At the gold rush of generative AI, OpenAI, backed by Microsoft, has launched a new version of ChatGPT which has left the tech industry in wonders. It is called GPT-4o– the ‘o’ stands for omni- which gives the chatbot the ability to create videos, audios and images.
“We think that GPT-4o is really shifting that paradigm into the future of collaboration, where this interaction becomes much more natural.” says Mira Murati, CTO of OpenAI.
GPT-4o is “much faster” and more efficient than the previous versions. It has brought accessibility to another level by making Chatgpt-4 available to all OpenAI’s users, including non-subscribers. It is closer than ever to science-fiction theory by providing video and audio chat and detecting emotions of the users. A post by Sam Altman, CEO of OpenAI, says that the model is “natively multimodal,” which means the new model could create content or understand commands in voice, text, or images.
Mike Chen and Barret Zoph, both research leads at OpenAI, explained the usability of the new model with live demonstrations. The most impressive of all the facilities was the live conversation. You could intercept the model while it is answering and it would simply pause, listen and then pivot to give a more suitable answer. With the new GPT-4o, the tone of the model can also be changed.

[Data entries]
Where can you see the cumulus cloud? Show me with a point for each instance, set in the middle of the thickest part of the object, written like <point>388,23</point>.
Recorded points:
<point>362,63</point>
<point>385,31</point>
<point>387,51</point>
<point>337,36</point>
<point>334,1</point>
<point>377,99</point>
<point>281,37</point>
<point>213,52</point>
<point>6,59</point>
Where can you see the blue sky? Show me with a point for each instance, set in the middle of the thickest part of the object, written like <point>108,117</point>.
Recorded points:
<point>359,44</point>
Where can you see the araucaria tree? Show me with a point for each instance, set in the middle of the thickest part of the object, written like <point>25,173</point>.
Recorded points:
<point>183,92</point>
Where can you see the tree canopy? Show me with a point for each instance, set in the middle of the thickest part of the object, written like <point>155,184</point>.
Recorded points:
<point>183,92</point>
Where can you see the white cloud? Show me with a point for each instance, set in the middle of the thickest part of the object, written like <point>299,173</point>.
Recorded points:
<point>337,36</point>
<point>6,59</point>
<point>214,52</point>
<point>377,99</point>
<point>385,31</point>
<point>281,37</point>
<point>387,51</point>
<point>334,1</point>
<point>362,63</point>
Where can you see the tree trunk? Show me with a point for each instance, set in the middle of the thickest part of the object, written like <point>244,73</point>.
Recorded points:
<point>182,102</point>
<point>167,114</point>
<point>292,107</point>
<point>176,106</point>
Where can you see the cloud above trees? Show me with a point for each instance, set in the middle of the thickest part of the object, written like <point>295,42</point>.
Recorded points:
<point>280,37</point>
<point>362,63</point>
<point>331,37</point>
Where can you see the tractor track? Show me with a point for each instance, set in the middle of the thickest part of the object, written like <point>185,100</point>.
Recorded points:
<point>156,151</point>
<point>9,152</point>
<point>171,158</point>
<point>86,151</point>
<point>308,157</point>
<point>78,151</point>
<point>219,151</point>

---

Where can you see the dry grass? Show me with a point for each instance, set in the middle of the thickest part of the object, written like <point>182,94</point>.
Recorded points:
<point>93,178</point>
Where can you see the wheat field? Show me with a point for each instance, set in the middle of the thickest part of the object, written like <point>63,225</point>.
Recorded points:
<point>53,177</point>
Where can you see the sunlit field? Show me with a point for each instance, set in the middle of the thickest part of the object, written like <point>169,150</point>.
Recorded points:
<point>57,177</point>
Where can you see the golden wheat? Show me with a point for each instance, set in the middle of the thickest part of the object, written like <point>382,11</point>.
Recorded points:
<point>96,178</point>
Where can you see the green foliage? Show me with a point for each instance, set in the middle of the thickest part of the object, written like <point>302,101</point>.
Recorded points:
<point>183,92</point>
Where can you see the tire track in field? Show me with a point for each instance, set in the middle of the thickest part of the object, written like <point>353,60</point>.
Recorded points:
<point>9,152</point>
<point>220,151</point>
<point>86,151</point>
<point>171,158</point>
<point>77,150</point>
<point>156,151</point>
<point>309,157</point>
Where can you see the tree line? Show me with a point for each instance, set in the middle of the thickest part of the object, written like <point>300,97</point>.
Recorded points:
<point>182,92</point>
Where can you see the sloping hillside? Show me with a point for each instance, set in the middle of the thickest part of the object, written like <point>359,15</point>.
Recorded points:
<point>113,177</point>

*ACTIVITY LIST*.
1) Reproduce the part of the GPT-4o article that begins with the words "At the gold" and ends after the words "audios and images.", word for word.
2) Write a continuation of the article on GPT-4o, starting after its last sentence.
These entries were taken from a different source than the GPT-4o article.

*ANSWERS TO THE EXERCISE*.
1)
At the gold rush of generative AI, OpenAI, backed by Microsoft, has launched a new version of ChatGPT which has left the tech industry in wonders. It is called GPT-4o– the ‘o’ stands for omni- which gives the chatbot the ability to create videos, audios and images.

2)
When asked to read a ‘bed-time story’ by Chen, the model proceeded to read the story with different voice tones, be it robotic or gentle. The model was then commanded by Murati to change the tone from dramatic to robotic and it pivoted smoothly without any breaks. Additionally, GPT-4o can detect sarcasm, fast counting, dad jokes and so much more along with emotions.
Live demonstrations also show that this model can solve mathematical problems such as (3x+1=4) written on a piece of paper, as well as teach them the solution in the mannerism of a teacher. “The first step is to get all the terms with x on one side,” the model said in a friendly tone. “So, what do you think we should do with that plus one?”
It analyzed some computer code, gave translations between English and Italian and interpreted the emotions in a selfie of a smiling man. It is also told by OpenAI that the new model can respond to users’ audio prompts “in as little as 232 milliseconds, with an average of 320 milliseconds, which is similar to human response time in a conversation.” OpenAI have tried to make the new model as human-like as possible with the real-time interactions so that it gives the feeling of talking to a person when in reality it is advanced technology.
In 2023, 700 generative AI deals have been invested in with the value of $29.1 billion. This is 260% more than what was the year prior to that and is estimated to go over $1 Trillion in revenue within the next 10 years. It is said by OpenAI that more than 500 prestigious companies are using ChatGPT. They have had the most record-breaking launch since 2022, with a hundred million weekly active users, and they only seem to be growing more and more successful as the days progress.